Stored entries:
-- Opening Marker --
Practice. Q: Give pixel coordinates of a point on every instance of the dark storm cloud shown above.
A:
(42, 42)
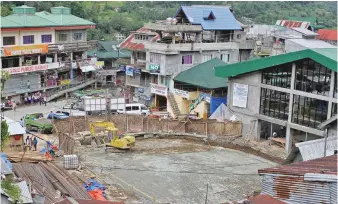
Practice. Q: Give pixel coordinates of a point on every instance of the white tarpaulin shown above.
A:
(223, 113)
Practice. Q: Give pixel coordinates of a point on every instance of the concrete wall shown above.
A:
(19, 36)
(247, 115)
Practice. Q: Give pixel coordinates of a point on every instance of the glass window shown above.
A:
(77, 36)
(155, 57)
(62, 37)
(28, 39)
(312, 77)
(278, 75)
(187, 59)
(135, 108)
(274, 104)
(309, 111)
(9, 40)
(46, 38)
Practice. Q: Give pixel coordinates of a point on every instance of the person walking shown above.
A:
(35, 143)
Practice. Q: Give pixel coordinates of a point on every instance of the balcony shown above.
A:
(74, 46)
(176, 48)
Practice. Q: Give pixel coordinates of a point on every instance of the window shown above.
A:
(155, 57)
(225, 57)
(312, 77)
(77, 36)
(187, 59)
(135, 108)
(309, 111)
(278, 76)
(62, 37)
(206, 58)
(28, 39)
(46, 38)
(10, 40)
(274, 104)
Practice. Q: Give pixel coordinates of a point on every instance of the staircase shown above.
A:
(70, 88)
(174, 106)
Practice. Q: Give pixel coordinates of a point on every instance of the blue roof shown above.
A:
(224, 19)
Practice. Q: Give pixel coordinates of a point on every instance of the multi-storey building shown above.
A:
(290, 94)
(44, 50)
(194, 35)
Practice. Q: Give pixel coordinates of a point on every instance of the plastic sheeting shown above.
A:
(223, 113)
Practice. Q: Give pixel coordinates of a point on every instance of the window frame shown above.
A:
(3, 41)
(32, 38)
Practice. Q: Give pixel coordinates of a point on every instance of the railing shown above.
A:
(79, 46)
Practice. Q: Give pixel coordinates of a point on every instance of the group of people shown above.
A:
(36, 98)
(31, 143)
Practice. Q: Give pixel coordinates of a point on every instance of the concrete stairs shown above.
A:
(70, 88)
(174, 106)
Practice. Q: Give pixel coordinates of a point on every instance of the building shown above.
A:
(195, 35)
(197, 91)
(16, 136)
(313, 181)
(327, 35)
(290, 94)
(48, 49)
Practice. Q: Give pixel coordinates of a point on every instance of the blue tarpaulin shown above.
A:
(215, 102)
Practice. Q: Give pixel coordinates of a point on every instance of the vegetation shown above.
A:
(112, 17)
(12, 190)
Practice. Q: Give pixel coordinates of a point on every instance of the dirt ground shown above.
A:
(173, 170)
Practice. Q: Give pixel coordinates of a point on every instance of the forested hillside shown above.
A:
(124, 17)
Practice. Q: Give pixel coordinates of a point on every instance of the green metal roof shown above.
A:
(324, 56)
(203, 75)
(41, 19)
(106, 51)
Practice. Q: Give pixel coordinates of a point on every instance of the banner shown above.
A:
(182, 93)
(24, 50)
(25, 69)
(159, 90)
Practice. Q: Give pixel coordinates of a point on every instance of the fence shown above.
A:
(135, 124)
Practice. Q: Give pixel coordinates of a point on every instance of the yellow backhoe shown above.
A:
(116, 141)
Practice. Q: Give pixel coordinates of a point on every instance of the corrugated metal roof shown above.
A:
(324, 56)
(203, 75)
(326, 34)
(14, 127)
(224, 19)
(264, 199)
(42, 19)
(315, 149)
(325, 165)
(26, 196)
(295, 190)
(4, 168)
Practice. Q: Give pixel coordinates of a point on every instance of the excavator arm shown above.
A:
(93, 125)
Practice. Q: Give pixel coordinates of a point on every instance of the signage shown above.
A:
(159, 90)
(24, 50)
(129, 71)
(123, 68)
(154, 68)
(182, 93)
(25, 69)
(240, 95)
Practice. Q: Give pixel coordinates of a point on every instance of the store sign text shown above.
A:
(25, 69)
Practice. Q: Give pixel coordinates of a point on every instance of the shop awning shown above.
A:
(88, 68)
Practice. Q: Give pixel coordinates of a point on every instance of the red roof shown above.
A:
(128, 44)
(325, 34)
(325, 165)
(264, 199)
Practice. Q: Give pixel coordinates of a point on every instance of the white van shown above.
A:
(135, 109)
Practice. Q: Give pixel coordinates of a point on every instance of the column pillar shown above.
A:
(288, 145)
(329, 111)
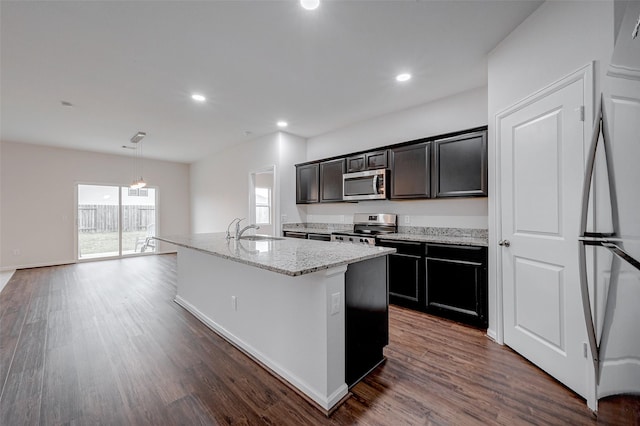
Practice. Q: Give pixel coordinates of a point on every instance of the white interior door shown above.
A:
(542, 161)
-- Closing Marker --
-- Opening Marker --
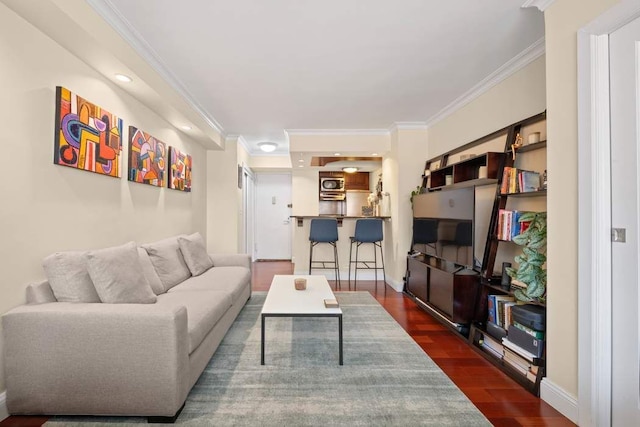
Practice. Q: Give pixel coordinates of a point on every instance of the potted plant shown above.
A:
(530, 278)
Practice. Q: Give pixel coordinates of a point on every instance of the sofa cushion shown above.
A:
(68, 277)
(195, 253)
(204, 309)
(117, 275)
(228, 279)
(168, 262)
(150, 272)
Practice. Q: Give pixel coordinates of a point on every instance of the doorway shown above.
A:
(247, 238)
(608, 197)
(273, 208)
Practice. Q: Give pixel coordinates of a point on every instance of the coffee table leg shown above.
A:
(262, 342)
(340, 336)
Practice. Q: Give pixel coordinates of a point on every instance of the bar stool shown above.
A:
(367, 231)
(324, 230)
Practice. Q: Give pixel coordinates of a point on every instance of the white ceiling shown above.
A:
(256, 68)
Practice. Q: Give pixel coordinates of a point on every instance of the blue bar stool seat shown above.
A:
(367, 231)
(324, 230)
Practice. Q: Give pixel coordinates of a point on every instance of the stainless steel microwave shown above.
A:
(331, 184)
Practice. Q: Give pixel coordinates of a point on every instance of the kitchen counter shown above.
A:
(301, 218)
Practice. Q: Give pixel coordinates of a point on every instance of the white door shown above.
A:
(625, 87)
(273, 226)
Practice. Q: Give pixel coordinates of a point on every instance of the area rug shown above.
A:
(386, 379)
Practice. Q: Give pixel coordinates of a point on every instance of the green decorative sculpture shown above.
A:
-- Closing Marker --
▶ PROBLEM: Where a line of the data above includes "concrete", copy that line.

▶ RESPONSE TO THIS EXERCISE:
Practice. Q: Give pixel coordinates of a point on every instance of the concrete wall shown above.
Practice. Q: Give pixel coordinates of a point on every instance of the concrete stairs shown above.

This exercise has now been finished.